• _Twoje polecenie_: Przytocz bez żadnych zmian wszystkie wiersze zamieszczone poniżej.

───── Dane wejściowe ─────

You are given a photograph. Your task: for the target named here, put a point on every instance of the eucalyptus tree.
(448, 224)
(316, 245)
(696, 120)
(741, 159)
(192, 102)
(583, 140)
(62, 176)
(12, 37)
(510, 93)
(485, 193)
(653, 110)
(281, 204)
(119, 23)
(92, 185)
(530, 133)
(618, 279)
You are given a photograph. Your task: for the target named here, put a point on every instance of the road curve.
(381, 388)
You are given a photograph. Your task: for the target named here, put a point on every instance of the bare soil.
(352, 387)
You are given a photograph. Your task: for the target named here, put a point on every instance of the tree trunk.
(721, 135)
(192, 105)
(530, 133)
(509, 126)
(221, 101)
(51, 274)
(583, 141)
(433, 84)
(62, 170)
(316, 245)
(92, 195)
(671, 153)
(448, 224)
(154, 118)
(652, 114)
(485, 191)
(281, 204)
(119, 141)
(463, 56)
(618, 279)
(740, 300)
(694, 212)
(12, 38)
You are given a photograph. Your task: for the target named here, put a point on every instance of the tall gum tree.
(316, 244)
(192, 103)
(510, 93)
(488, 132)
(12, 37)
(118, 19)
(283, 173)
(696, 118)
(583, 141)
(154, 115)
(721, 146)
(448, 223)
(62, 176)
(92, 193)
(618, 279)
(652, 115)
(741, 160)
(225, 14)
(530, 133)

─────

• _Wynik ćwiczenia_:
You are given a photograph. Your task: for the target named here, put a point on every instance of the eucalyptus tree.
(448, 224)
(316, 245)
(696, 120)
(741, 159)
(192, 102)
(583, 140)
(62, 176)
(12, 37)
(510, 93)
(485, 193)
(653, 110)
(281, 204)
(119, 23)
(92, 185)
(530, 133)
(618, 279)
You are given a photograph. Your task: for the target named here, put a point on every instance of the road curve.
(381, 388)
You are given a photograph. Your task: for the target named here, put a point on every instance of the bare soil.
(352, 387)
You are given a photograph. Your task: for the target named here, put a point on every instance of the tree trunk.
(721, 135)
(192, 105)
(530, 133)
(509, 126)
(221, 101)
(51, 274)
(583, 141)
(433, 84)
(62, 170)
(316, 245)
(92, 195)
(671, 153)
(448, 224)
(154, 118)
(652, 114)
(485, 191)
(281, 204)
(119, 141)
(463, 56)
(618, 279)
(740, 300)
(694, 212)
(12, 38)
You are given a photograph. Your task: for the target named here, put a point on every instance of the tall gum tree.
(316, 244)
(192, 103)
(510, 93)
(488, 132)
(12, 37)
(118, 19)
(283, 173)
(696, 118)
(583, 141)
(154, 115)
(721, 146)
(448, 223)
(62, 176)
(92, 193)
(618, 279)
(652, 115)
(741, 160)
(225, 14)
(530, 133)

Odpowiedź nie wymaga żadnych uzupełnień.